Les déclarations d’Eugenia Roccella, ministre de la Famille du gouvernement Meloni, ont suscité un tollé en Italie. En affirmant que les voyages scolaires à Auschwitz auraient davantage servi à nourrir l’antifascisme qu’à combattre l’antisémitisme, la ministre a provoqué l’indignation, notamment de la rescapée Liliana Segre.
C’est une phrase qui continue de résonner dans tout le paysage politique italien. Dimanche 12 octobre, lors d’une rencontre organisée par l’Union des communautés juives d’Italie, Eugenia Roccella, ministre pour la Famille, la Natalité et l’Égalité des chances, a livré une réflexion qui a immédiatement enflammé le débat public :
« Tous les voyages scolaires à Auschwitz ont servi à quoi ? Ils étaient une façon de réaffirmer que l’antisémitisme concernait un passé historique lié au fascisme. Les voyages scolaires à Auschwitz ont été une façon de réaffirmer qu’il était important d’être antifasciste, et non pas de ne pas être antisémite. »
Ces propos, jugés ambigus et maladroits, ont été qualifiés par le Corriere della Sera de « paroles nettes, qui ne peuvent pas être interprétées » et qui constituent « un cas politique ».
Une réaction indignée de Liliana Segre
La première à réagir fut Liliana Segre, rescapée d’Auschwitz et sénatrice à vie, figure morale de la mémoire de la Shoah en Italie. Dans une réponse cinglante, rapportée par la presse milanaise, elle a déclaré :
« Les voyages scolaires auraient été encouragés pour alimenter l’antifascisme ? Et donc ? En quoi ce serait une faute ? Les nazis, avec la collaboration des fascistes italiens, ont mis en place une industrie de la mort. Le rappel de la vérité historique ne fait mal qu’à ceux qui ont des cadavres dans le placard. »
Ses mots ont trouvé un large écho dans l’opinion, ravivant les tensions sur la manière dont le gouvernement Meloni aborde le rapport de l’Italie à son passé fasciste.
= = =
> [Énoncé 1] D'après l'article, quel jour Eugenia Roccella a-t-elle tenu ses propos sur les voyages scolaires à Auschwitz ?
> [Énoncé 2] Reprenez, s'il vous plaît, l'article sur la polémique autour d'Eugenia Roccella là où il s'arrête, et poursuivez-le.
Les items ci-après n'ont aucun lien avec l'article.

Données source
= = =
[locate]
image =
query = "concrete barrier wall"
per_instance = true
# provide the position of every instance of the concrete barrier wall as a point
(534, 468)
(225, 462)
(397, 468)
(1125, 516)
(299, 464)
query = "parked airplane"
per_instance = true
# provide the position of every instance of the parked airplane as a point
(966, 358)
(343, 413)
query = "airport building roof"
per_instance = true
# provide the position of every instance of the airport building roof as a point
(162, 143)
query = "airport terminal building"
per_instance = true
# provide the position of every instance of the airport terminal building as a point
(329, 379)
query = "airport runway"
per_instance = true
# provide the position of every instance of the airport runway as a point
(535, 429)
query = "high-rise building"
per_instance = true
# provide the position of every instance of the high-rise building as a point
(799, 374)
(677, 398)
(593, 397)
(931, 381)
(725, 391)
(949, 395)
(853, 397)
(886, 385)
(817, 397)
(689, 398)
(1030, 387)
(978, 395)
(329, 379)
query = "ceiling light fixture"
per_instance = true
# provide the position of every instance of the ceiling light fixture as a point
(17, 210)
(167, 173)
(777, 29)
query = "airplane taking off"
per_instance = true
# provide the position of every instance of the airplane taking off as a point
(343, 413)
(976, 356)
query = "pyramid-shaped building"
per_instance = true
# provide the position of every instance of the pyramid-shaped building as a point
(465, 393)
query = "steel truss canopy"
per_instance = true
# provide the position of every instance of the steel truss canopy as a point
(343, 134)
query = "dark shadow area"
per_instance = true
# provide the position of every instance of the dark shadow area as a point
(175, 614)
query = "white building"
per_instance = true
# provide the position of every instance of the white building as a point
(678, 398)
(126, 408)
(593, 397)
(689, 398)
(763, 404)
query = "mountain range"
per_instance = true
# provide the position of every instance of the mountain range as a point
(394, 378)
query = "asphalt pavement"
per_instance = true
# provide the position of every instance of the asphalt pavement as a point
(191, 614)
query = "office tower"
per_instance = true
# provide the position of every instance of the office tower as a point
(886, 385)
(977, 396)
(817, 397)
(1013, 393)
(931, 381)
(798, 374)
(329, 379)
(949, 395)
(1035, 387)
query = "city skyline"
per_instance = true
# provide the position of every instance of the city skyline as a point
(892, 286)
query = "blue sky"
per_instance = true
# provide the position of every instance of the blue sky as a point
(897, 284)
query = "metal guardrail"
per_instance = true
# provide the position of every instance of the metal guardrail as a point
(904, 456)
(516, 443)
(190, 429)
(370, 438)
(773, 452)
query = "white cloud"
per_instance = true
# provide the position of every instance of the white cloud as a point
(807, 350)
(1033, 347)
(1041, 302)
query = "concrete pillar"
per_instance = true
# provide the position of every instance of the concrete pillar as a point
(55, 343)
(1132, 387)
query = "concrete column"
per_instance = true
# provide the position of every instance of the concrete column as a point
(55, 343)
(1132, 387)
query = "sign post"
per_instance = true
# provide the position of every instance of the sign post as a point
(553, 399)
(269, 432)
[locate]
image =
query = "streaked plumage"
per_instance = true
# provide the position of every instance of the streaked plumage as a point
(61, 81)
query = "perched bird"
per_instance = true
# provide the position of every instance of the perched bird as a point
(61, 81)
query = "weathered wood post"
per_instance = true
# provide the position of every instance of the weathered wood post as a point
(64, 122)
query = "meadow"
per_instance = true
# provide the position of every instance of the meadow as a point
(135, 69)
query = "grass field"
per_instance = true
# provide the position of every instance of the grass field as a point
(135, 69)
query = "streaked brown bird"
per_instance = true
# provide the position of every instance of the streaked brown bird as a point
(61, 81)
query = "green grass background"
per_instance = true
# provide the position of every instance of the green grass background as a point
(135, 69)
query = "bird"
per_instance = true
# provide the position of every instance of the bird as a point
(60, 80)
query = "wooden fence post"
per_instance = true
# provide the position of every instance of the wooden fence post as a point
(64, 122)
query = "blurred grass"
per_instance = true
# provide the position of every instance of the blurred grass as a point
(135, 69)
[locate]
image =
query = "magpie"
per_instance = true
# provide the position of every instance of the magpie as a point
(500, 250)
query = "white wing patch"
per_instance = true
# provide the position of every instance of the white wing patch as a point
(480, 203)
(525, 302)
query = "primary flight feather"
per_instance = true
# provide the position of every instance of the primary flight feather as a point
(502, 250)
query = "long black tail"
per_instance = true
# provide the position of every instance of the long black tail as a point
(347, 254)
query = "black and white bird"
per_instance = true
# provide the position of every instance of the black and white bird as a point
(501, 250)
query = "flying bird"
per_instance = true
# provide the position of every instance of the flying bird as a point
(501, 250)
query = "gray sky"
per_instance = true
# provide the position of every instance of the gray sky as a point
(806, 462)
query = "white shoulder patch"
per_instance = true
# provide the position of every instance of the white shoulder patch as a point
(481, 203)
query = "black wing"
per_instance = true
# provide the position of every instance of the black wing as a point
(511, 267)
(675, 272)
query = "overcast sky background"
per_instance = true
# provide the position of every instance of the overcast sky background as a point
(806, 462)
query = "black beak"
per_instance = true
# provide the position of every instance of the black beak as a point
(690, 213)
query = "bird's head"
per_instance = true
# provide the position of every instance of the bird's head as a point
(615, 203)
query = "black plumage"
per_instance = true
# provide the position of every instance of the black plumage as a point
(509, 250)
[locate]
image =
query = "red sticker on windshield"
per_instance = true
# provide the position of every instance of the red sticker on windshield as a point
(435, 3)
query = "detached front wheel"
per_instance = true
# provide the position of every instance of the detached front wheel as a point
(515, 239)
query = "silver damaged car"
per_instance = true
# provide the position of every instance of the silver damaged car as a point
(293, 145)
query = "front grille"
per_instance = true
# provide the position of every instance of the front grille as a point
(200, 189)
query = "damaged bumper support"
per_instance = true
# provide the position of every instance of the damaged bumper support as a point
= = =
> [Réponse 1] Le dimanche 12 octobre, lors d'une rencontre organisée par l'Union des communautés juives d'Italie.

> [Réponse 2]
Une tempête politique et médiatique
Rapidement, l’opposition a accusé Roccella de réviser l’histoire et de relativiser le fascisme. Plusieurs responsables du Parti démocrate et du Mouvement 5 Étoiles ont dénoncé « une atteinte à la mémoire collective », tandis que des associations juives ont exprimé leur inquiétude face à ce qu’elles perçoivent comme une banalisation des crimes fascistes.
Eugenia Roccella, issue de la droite catholique conservatrice, a riposté en accusant ses détracteurs de « manipuler ses propos ». Selon elle, son intention était de dénoncer le détournement idéologique de la mémoire de la Shoah :
« J’ai simplement voulu dire que l’antisémitisme contemporain n’a rien à voir avec la nostalgie fasciste. Ceux qui font aujourd’hui des clins d’œil au Hamas ou instrumentalisent les tragédies du passé n’ont aucune leçon à donner », a-t-elle déclaré.
Elle a aussi critiqué les universités, qu’elle accuse d’être devenues des lieux de « non-réflexion » sur les nouvelles formes d’antisémitisme, notamment liées au conflit israélo-palestinien.
Une fracture idéologique mise à nu
Pour La Repubblica, les propos de Roccella ont provoqué « une rupture profonde », car ils « sapent les fondations communes qui ont orienté des générations d’Italiens autour du souvenir d’Auschwitz ». Le quotidien de gauche estime que ces déclarations marquent une inflection inquiétante du discours gouvernemental, à un moment où la droite radicale au pouvoir cherche à redéfinir les symboles de la mémoire nationale.
Le journal conservateur Il Giornale, lui, prend la défense de la ministre. Selon lui, son discours visait simplement à « souligner la persistance de l’antisémitisme moderne » et a été sorti de son contexte. « L’arène politique italienne n’est plus habituée aux raisonnements complexes », écrit le quotidien, estimant que la ministre a commis « la faute d’être intellectuellement exigeante dans un pays qui ne veut plus écouter ».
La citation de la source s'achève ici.